> **OBJECTIVE**
Pull out every line below that contains the word "palm".

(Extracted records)

begin

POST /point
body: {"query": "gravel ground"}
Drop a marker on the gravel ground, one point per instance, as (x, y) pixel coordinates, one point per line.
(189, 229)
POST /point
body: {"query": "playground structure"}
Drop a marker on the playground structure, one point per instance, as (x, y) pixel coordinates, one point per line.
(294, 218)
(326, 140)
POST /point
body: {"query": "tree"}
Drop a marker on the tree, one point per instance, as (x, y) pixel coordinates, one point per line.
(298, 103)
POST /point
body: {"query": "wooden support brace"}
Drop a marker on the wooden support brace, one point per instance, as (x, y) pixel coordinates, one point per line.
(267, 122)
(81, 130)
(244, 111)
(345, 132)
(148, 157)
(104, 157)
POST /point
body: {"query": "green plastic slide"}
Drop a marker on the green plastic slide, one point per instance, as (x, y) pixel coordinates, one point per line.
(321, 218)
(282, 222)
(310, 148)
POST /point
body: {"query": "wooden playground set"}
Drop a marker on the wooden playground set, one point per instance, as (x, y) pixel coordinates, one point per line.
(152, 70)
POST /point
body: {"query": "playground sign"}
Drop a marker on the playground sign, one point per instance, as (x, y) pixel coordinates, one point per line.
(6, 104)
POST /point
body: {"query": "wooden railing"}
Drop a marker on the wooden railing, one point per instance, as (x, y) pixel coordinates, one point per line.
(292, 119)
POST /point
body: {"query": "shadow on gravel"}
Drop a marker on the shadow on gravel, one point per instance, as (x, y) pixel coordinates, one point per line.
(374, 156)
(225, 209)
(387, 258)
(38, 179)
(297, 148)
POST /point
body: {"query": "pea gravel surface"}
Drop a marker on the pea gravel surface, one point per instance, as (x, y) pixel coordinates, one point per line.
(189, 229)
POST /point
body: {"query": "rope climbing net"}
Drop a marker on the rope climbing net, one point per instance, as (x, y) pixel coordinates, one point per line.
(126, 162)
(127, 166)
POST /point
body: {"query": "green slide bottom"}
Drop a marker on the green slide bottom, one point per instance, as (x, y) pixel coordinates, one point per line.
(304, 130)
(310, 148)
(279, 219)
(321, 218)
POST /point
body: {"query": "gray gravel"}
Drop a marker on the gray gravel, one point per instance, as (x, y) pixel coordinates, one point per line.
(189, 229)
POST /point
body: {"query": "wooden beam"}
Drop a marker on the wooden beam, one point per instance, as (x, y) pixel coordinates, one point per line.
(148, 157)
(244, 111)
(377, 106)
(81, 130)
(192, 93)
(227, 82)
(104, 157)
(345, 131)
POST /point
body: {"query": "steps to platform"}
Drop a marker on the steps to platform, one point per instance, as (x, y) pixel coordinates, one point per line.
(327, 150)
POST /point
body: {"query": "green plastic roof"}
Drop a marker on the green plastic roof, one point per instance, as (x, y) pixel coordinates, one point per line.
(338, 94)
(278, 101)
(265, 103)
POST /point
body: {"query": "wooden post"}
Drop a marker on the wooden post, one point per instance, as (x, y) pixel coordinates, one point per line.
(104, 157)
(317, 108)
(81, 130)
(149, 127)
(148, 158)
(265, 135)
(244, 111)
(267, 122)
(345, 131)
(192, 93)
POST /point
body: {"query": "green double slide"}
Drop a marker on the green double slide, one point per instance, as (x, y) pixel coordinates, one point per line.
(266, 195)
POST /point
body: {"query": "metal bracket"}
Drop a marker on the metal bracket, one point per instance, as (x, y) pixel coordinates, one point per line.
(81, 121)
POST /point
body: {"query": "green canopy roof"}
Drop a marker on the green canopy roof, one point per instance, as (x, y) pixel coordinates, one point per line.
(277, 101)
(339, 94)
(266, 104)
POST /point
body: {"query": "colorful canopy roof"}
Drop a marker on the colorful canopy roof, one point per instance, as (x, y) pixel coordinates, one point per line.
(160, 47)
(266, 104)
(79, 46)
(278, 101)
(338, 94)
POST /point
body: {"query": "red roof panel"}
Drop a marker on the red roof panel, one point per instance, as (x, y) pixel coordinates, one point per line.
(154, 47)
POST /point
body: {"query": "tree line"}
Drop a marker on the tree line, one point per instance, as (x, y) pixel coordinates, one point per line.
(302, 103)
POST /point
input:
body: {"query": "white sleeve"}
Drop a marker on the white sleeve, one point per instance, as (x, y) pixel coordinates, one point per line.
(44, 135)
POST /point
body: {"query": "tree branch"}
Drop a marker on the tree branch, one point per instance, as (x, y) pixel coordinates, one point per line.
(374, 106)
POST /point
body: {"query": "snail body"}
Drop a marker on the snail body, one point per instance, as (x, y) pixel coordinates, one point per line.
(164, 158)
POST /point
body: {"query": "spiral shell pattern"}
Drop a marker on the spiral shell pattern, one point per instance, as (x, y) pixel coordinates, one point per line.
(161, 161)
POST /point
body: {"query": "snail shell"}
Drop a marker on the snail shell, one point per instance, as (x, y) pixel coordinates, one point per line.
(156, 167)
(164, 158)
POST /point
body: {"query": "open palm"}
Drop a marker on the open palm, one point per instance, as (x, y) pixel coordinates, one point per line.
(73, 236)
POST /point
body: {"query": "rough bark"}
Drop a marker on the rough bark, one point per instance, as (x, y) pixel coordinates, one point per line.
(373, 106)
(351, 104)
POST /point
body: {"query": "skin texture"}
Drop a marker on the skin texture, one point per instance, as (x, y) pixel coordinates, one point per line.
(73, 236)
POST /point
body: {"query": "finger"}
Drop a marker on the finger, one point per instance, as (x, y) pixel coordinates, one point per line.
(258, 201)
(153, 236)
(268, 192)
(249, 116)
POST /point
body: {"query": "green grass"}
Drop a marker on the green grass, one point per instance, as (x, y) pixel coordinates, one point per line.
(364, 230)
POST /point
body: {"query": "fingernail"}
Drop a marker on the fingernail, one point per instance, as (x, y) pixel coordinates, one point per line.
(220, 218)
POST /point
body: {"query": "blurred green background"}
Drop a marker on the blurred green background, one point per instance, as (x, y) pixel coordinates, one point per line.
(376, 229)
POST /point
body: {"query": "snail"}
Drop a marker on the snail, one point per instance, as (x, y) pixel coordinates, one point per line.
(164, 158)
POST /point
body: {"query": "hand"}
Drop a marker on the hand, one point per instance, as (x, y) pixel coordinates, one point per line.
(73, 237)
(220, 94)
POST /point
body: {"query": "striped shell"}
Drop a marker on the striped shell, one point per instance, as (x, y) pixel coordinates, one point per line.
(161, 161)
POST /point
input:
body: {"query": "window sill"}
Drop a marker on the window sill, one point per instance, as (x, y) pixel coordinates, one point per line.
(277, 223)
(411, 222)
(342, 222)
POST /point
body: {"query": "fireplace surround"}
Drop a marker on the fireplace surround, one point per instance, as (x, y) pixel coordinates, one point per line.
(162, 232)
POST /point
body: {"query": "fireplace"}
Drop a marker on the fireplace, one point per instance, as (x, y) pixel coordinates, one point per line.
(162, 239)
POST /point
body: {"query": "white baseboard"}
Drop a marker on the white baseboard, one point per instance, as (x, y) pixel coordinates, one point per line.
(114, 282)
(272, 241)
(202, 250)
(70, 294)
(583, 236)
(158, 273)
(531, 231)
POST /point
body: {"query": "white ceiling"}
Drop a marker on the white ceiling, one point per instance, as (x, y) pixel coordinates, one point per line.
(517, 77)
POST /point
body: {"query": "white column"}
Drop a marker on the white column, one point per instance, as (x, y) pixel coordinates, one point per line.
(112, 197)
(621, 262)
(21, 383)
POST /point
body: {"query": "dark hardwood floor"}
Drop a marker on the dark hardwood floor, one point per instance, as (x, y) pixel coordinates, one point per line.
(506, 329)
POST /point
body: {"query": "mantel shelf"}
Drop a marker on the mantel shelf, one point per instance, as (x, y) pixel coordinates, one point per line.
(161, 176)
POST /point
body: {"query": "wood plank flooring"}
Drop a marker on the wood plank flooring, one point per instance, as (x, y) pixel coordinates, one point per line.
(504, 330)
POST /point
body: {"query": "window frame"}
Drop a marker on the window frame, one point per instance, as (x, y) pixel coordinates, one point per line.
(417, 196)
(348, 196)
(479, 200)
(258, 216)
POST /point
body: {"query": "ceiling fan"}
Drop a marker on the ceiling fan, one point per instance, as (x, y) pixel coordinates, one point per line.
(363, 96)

end

> **SOLUTION**
body: {"query": "open palm"}
Drop a marker on the open palm, one point per instance, as (x, y) pixel coordinates, one point per line.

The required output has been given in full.